*YOUR GOAL*
Identify each row below that contains the word "person", and copy every such row in full.

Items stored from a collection

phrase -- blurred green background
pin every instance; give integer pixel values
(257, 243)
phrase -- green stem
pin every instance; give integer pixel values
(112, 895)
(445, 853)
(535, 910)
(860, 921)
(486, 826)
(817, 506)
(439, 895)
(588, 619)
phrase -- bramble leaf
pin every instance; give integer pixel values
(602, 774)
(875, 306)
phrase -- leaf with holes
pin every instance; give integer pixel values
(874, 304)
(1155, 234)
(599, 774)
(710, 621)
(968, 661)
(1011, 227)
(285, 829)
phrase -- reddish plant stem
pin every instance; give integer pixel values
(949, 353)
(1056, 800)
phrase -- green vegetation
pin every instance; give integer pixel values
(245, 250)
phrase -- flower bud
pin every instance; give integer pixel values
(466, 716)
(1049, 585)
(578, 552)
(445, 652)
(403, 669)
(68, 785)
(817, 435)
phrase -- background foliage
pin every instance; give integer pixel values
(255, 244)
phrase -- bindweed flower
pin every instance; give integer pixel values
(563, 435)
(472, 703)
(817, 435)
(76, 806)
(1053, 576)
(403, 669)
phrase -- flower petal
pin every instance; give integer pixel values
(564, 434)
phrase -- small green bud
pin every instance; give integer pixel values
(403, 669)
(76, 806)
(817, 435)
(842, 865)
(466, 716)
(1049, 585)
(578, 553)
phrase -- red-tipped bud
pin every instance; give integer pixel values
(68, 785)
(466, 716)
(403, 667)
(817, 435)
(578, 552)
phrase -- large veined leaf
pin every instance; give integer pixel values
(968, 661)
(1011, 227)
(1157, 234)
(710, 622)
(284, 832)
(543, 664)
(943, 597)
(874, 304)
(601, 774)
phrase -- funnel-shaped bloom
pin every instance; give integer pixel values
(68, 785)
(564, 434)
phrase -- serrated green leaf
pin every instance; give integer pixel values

---

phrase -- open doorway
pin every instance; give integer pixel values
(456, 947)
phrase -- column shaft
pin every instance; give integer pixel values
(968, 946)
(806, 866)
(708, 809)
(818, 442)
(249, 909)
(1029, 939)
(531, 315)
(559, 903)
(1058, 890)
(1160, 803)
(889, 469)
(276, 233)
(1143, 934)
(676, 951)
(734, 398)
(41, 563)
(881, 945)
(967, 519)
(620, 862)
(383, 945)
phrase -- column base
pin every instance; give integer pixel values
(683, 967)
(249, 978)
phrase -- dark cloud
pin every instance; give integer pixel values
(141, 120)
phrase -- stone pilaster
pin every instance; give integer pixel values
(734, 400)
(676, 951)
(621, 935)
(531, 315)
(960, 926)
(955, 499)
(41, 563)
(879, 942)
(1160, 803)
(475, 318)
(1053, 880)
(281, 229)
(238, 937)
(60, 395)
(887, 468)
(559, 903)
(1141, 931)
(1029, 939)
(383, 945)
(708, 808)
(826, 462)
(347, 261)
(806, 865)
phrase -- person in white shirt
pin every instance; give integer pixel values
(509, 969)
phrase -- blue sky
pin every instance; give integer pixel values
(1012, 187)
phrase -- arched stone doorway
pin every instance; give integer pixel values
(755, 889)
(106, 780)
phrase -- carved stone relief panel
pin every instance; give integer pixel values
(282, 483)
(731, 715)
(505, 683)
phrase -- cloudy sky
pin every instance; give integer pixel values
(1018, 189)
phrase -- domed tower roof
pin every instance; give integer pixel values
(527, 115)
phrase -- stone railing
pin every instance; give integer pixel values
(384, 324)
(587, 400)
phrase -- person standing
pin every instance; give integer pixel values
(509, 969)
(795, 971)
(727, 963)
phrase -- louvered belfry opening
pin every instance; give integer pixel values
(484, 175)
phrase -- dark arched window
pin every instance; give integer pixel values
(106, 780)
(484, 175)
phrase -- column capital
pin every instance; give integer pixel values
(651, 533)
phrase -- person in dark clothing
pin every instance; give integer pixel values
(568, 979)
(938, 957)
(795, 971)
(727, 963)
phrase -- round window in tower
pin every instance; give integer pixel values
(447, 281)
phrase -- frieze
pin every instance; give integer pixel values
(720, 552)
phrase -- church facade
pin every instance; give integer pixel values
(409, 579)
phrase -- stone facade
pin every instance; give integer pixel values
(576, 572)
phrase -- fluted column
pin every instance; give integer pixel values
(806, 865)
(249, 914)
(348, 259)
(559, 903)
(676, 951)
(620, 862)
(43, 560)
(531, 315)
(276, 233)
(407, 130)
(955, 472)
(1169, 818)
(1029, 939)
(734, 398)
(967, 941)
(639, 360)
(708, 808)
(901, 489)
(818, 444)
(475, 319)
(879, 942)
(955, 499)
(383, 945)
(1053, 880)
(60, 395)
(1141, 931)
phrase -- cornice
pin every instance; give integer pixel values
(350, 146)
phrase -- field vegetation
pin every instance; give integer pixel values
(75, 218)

*SOLUTION*
phrase -- person in white shirt
phrase -- person standing
phrase -- person in dark clothing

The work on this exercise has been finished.